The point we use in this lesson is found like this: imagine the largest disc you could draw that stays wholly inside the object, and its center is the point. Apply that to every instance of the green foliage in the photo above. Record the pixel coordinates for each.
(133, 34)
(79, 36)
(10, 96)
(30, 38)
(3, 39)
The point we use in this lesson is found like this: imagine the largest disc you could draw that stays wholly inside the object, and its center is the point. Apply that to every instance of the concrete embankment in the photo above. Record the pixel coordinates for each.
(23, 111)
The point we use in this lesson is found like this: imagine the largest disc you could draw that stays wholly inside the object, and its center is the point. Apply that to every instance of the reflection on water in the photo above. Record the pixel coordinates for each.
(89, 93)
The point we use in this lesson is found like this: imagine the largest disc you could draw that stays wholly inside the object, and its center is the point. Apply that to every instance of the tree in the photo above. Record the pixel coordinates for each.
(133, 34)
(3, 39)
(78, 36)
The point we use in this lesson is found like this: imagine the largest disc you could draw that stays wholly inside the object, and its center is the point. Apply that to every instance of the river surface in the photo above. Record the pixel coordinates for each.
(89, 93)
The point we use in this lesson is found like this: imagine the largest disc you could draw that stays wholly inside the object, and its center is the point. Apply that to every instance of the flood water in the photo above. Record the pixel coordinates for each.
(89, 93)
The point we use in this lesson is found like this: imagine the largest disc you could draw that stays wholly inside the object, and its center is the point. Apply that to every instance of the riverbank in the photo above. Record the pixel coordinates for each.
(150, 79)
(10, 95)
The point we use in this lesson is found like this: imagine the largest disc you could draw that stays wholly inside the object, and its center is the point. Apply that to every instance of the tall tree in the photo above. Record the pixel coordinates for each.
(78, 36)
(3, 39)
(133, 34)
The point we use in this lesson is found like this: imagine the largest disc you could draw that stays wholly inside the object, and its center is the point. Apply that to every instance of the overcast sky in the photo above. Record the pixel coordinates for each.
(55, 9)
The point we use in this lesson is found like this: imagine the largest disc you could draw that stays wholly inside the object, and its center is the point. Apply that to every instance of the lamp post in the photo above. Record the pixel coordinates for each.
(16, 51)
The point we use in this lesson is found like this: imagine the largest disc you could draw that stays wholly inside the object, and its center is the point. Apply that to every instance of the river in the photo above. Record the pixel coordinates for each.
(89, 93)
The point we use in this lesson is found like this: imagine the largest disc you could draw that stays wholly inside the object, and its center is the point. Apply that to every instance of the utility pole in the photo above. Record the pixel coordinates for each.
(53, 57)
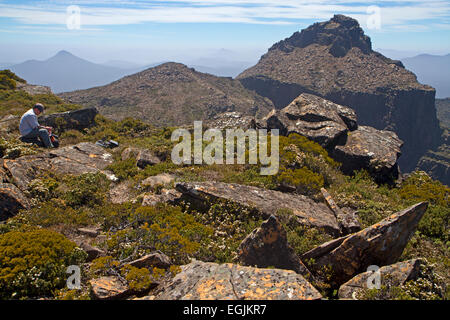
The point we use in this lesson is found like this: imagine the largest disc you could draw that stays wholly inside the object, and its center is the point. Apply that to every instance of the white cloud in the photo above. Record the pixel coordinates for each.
(395, 15)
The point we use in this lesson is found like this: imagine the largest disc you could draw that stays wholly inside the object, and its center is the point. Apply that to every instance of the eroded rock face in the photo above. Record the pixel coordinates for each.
(143, 157)
(77, 159)
(267, 202)
(109, 288)
(317, 119)
(335, 128)
(334, 60)
(11, 201)
(267, 246)
(392, 275)
(380, 244)
(77, 119)
(206, 281)
(374, 150)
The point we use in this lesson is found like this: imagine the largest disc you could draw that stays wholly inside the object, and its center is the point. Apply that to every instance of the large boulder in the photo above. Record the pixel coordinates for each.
(390, 276)
(206, 281)
(317, 119)
(377, 151)
(380, 244)
(11, 201)
(304, 210)
(267, 246)
(77, 159)
(76, 119)
(109, 288)
(144, 157)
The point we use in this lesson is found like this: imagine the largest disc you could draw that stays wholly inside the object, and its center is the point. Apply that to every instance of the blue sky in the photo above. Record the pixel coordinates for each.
(151, 31)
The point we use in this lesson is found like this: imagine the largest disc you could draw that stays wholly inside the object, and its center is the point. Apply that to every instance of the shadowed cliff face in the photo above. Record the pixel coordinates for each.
(334, 60)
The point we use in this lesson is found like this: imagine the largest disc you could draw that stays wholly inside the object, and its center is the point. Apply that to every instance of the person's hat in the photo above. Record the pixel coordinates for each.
(39, 106)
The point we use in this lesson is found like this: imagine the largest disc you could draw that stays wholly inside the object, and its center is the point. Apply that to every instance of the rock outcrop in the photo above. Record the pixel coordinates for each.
(377, 151)
(380, 244)
(335, 128)
(171, 94)
(144, 157)
(11, 201)
(267, 246)
(392, 275)
(109, 288)
(77, 159)
(76, 119)
(335, 60)
(211, 281)
(267, 202)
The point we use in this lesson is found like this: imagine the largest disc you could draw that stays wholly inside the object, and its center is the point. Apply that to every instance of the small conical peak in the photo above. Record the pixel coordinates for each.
(340, 33)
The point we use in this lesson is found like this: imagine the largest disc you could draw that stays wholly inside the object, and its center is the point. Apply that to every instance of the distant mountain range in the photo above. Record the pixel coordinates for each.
(432, 70)
(171, 94)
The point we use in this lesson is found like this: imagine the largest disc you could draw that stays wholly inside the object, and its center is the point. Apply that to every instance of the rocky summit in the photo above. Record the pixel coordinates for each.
(335, 128)
(335, 60)
(171, 94)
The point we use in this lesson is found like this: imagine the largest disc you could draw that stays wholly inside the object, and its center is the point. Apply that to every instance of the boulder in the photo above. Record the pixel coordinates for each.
(393, 275)
(231, 120)
(267, 246)
(109, 288)
(374, 150)
(160, 179)
(166, 196)
(304, 210)
(347, 220)
(206, 281)
(121, 193)
(317, 119)
(380, 244)
(144, 157)
(11, 201)
(77, 159)
(76, 119)
(154, 259)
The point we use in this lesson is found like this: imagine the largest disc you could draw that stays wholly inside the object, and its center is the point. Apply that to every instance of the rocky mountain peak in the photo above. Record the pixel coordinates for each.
(340, 33)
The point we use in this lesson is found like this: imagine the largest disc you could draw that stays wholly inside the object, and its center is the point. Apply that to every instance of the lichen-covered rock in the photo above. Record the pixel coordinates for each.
(392, 275)
(267, 246)
(210, 281)
(160, 179)
(109, 288)
(77, 159)
(267, 202)
(380, 244)
(154, 259)
(231, 120)
(11, 200)
(76, 119)
(165, 196)
(143, 157)
(317, 119)
(377, 151)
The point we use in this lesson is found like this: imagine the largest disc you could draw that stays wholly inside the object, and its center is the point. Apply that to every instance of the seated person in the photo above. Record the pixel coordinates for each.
(30, 129)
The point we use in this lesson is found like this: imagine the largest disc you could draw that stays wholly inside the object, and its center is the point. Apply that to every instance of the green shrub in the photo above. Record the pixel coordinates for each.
(34, 263)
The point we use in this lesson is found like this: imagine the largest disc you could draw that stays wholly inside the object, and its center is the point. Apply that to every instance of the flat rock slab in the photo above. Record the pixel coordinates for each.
(392, 275)
(268, 202)
(371, 149)
(210, 281)
(77, 159)
(380, 244)
(11, 201)
(108, 288)
(267, 246)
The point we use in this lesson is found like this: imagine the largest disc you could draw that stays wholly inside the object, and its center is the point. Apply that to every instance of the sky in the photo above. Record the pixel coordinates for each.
(151, 31)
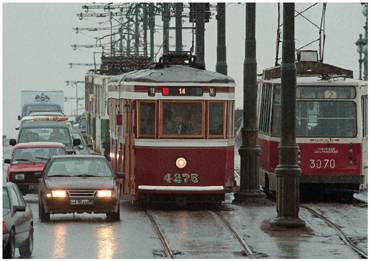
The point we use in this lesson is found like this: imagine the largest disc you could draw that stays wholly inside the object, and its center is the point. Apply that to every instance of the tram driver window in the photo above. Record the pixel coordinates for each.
(216, 119)
(146, 119)
(182, 119)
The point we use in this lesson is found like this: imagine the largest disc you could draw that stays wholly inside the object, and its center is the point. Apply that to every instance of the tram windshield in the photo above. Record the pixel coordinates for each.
(182, 118)
(319, 118)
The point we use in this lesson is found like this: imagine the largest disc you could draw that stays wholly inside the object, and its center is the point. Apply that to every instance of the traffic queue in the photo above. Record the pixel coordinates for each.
(51, 158)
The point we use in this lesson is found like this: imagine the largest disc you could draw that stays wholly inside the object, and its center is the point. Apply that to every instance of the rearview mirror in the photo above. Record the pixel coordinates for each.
(19, 208)
(12, 142)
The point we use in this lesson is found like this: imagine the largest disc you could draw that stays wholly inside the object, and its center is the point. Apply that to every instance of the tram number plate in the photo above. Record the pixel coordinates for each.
(181, 178)
(322, 163)
(81, 202)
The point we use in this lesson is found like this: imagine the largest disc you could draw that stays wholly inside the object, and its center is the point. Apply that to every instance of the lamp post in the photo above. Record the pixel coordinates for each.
(364, 12)
(360, 49)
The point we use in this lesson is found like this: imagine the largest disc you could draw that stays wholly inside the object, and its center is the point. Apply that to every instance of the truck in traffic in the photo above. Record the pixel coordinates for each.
(41, 101)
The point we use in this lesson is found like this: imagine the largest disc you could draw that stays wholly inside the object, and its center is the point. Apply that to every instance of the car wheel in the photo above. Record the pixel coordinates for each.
(44, 217)
(9, 251)
(26, 250)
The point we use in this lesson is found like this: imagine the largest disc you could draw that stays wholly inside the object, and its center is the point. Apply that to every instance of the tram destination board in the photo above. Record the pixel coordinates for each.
(182, 91)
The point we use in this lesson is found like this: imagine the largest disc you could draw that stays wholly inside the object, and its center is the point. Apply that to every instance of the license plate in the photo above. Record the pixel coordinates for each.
(81, 202)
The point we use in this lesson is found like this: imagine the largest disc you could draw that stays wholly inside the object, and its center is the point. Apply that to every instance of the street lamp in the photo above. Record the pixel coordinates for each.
(364, 12)
(360, 43)
(74, 83)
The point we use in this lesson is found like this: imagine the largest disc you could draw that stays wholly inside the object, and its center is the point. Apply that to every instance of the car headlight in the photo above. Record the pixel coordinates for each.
(104, 194)
(58, 194)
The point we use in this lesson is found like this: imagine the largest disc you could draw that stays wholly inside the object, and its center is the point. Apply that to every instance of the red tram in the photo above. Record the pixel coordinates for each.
(172, 132)
(331, 127)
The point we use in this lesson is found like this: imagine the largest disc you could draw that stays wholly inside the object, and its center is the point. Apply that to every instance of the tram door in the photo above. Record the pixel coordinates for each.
(129, 114)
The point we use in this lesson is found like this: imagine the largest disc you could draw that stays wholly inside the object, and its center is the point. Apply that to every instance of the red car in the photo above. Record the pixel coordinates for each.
(28, 161)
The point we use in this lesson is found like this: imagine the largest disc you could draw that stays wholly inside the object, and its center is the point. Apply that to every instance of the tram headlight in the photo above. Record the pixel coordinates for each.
(181, 162)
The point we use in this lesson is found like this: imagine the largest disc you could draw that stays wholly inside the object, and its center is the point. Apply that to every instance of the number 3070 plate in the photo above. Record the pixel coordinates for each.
(81, 202)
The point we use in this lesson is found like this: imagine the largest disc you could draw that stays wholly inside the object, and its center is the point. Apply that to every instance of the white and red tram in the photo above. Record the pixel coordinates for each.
(172, 133)
(331, 127)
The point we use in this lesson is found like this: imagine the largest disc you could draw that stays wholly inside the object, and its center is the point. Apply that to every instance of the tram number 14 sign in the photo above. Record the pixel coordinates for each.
(181, 178)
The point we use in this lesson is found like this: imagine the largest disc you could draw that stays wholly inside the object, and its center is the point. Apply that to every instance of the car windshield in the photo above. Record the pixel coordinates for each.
(79, 167)
(22, 155)
(54, 134)
(6, 203)
(76, 135)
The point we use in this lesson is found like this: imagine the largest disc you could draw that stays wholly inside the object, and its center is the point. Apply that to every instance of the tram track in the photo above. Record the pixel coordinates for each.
(166, 246)
(348, 241)
(246, 249)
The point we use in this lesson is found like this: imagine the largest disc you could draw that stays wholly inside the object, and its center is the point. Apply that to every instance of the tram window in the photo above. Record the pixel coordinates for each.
(146, 119)
(216, 118)
(181, 119)
(364, 115)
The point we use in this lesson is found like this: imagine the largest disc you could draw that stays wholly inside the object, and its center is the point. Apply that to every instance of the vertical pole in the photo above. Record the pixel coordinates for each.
(136, 29)
(249, 150)
(120, 34)
(76, 99)
(151, 29)
(221, 65)
(199, 32)
(111, 33)
(179, 9)
(288, 170)
(145, 29)
(166, 24)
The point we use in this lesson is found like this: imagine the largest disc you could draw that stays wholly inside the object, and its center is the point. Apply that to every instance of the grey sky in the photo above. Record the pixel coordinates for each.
(37, 42)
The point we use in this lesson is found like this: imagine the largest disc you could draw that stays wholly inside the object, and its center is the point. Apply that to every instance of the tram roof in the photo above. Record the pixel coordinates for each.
(175, 73)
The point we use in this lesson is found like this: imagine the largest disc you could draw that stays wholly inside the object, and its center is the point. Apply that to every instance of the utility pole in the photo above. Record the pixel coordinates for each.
(166, 24)
(199, 32)
(151, 29)
(249, 150)
(178, 13)
(221, 65)
(128, 39)
(288, 171)
(145, 28)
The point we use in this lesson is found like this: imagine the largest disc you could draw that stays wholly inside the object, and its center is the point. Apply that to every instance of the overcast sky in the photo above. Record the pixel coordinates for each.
(37, 48)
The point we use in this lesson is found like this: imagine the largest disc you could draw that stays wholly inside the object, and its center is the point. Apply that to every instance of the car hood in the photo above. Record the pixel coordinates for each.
(27, 167)
(79, 182)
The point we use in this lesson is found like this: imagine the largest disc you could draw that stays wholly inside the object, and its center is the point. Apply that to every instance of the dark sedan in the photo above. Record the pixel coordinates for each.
(17, 223)
(78, 184)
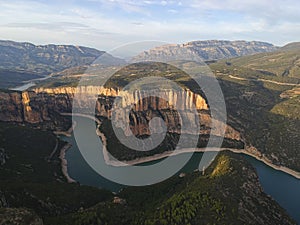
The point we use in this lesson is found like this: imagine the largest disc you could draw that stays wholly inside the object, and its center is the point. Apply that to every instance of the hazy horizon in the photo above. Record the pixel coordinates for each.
(107, 24)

*****

_Task instructions_:
Starting at the line with "the tram roof", reproduce exactly each line through the end of the entries, including the first and the last, and skip the pictures.

_Result of the exercise_:
The point we use in this lesson is found like this: imagine the largest disc you could draw that stays wholly inside the object, and its center is the point. Apply that to every instance of the tram roof in the photo above. Record the pixel coordinates for each.
(175, 73)
The point we use in this lesson is found like this: imagine the largest disc you could draw that stays wholly inside the object, and its center is the point. Apply that to every instance of the utility pole in the photo above. Record the pixel coordinates for each.
(166, 24)
(199, 32)
(151, 29)
(249, 150)
(178, 13)
(221, 65)
(128, 39)
(288, 171)
(145, 28)
The point we use in this lesson is found like this: imagine the largest disc you could draw that stays wholly inside the object, and its center is the point. Apply that to every instance of the overcast sky in the photo above. Record the pixel coordinates for each.
(37, 48)
The point we use in this lesson is found like this: imagine the largest disc you could draw that stays wholly inside the object, and its center is the point. Apply that to every instance of the car hood in the photo above. Record the pixel coordinates for each.
(27, 167)
(79, 182)
The point we use in this lesson is found like this: imagine the largest disc you could draw that stays wholly inside the object, and its center is the point. Apply that to every instance of the dark sedan in the photo above. Record the pixel coordinates for each.
(17, 223)
(78, 184)
The point we use in this lesson is found like this: imagine the largest disc you could draw that stays wholly inside the object, and its center is the point. Apply that to every instance of the hazy horizon in the photo above. Record the pixel coordinates for each.
(107, 24)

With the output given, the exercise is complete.